Brief 1: From the review of The Talented Mr. Ripley, copy the passage starting at "Directed by Brit." and ending at "Paltrow & Cate Blanchett.".
Brief 2: List every actor the review of The Talented Mr. Ripley names as part of the film's cast.

Extract:

The Talented Mr. Ripley

For those of you who like tense psychological dramas I can thoroughly recommend this film, in my view one of the best films of the year.

Directed by Brit. Anthony Minghella (‘The English Patient’, ‘Truly, Madly, Deeply’), & based on the book by Patricia Highsmith (who also wrote ‘Strangers on a Train’, which became a Hitchcock classic), it has a great cast: Matt Damon in the title role, Jude Law, Gwyneth Paltrow & Cate Blanchett.

Tom Ripley is a clever nobody with a ‘talent’ for mimicry & deceit. He manages to con a rich industrialist into sending him to sunny Italy to find his son Dickie (Jude Law), who’s busy living it up on Daddy’s inheritance, & bring him back to America.

Rich carefree playboy Dickie is everything shy awkward Ripley is not; Ripley not only wants to be like Dickie, he wants to be Dickie. The way he goes about trying to achieve this is gripping from start to finish, & I won’t give the plot away by going into any more detail!

Suffice to say that along with the terrific acting, beautiful cinematography & a great jazz score, there are some of the most nailbitingly suspenseful moments in any film I can remember since Hitchcock at his best – & coming from me that’s high praise indeed!

What I liked most about the film is its ambiguity – is Ripley diabolically evil, or is he just mixed up? How much of what he does is coldly premeditated, & how much is a ‘crime of passion’? Even though he is a thoroughly nasty piece of work, you somehow find yourself identifying with & even rooting for him, & to me this is the film’s triumph. Either that or I just have a few too many ‘dark cellars’ of my own!

Extracted data:
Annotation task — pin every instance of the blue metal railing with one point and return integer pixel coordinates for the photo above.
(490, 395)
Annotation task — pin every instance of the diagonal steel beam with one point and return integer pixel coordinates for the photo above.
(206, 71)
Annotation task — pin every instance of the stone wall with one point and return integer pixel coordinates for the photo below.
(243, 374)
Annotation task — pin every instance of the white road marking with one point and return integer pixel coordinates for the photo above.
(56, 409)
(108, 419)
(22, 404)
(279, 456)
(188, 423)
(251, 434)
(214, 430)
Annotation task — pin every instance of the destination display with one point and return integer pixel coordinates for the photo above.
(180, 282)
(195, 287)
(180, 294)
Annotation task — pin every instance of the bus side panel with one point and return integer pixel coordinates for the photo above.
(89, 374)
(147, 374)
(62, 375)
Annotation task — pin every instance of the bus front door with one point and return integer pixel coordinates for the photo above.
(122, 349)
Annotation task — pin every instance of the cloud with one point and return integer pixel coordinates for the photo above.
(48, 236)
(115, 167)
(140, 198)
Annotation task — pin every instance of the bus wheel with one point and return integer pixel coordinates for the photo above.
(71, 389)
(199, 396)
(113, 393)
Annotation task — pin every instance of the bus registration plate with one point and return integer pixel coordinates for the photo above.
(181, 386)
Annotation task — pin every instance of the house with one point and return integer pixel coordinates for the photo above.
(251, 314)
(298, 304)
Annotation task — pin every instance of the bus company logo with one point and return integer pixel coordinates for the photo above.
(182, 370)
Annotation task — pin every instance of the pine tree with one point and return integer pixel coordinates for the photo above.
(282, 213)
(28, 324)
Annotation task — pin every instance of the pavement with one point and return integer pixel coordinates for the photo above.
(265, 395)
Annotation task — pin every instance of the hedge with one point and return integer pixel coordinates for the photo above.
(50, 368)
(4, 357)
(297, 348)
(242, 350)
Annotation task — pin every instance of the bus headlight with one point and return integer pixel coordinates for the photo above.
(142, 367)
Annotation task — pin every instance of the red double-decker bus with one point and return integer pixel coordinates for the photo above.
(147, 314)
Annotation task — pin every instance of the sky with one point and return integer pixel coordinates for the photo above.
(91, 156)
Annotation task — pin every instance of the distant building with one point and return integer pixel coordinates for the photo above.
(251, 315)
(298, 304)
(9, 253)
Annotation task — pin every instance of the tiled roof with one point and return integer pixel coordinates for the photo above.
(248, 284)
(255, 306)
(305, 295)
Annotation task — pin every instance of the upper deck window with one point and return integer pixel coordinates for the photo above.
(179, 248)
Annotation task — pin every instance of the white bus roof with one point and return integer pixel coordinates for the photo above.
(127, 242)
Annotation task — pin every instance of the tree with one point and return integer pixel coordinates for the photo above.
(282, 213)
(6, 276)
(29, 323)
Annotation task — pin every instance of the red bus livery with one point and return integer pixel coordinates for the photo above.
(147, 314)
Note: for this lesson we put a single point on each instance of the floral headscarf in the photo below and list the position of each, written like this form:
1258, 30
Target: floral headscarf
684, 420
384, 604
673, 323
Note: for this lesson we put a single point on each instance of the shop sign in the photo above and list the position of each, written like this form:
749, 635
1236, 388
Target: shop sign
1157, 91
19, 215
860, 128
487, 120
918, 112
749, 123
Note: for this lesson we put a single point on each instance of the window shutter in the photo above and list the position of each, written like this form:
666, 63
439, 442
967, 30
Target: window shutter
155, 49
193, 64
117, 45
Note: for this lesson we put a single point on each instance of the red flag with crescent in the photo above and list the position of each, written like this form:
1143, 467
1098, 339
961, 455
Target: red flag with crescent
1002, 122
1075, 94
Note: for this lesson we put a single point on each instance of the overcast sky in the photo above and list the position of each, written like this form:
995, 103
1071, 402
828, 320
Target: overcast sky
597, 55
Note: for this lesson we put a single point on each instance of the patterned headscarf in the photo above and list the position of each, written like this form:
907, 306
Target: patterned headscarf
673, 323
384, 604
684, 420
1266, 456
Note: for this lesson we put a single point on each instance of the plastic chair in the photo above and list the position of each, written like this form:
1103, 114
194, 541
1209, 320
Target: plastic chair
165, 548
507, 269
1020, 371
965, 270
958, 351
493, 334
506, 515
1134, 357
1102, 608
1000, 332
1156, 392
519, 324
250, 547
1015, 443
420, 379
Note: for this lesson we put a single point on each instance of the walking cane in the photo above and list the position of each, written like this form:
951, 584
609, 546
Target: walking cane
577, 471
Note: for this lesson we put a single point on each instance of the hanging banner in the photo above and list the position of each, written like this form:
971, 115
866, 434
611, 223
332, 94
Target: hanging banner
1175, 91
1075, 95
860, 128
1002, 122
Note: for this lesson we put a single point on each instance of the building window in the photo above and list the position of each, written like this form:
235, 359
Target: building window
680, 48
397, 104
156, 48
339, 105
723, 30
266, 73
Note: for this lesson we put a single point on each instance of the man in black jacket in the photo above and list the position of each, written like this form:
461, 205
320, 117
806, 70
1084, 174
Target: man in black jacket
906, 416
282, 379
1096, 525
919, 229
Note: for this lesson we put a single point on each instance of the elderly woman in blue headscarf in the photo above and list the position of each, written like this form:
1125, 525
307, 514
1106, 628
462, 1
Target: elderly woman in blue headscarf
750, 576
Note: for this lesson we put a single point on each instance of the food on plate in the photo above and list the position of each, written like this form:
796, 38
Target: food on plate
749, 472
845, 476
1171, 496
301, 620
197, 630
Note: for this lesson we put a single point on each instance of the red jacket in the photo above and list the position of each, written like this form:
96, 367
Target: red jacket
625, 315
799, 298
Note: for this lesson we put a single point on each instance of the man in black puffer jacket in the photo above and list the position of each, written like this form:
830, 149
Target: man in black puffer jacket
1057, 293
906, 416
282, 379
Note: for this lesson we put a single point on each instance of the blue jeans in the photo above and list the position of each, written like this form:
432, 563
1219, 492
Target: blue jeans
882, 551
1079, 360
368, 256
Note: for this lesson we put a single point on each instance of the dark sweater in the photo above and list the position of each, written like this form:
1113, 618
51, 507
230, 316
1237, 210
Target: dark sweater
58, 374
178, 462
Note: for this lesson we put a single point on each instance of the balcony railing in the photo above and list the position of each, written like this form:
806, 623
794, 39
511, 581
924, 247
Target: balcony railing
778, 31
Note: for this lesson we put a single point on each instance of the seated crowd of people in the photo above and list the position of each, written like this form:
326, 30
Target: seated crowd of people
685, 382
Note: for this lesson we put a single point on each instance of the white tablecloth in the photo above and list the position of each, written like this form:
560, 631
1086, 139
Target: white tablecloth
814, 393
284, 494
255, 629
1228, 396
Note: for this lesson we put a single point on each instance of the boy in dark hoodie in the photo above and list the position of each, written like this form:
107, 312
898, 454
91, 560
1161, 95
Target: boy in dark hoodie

Exercise output 1:
Directed by Brit. Anthony Minghella (‘The English Patient’, ‘Truly, Madly, Deeply’), & based on the book by Patricia Highsmith (who also wrote ‘Strangers on a Train’, which became a Hitchcock classic), it has a great cast: Matt Damon in the title role, Jude Law, Gwyneth Paltrow & Cate Blanchett.

Exercise output 2: Matt Damon, Jude Law, Gwyneth Paltrow, Cate Blanchett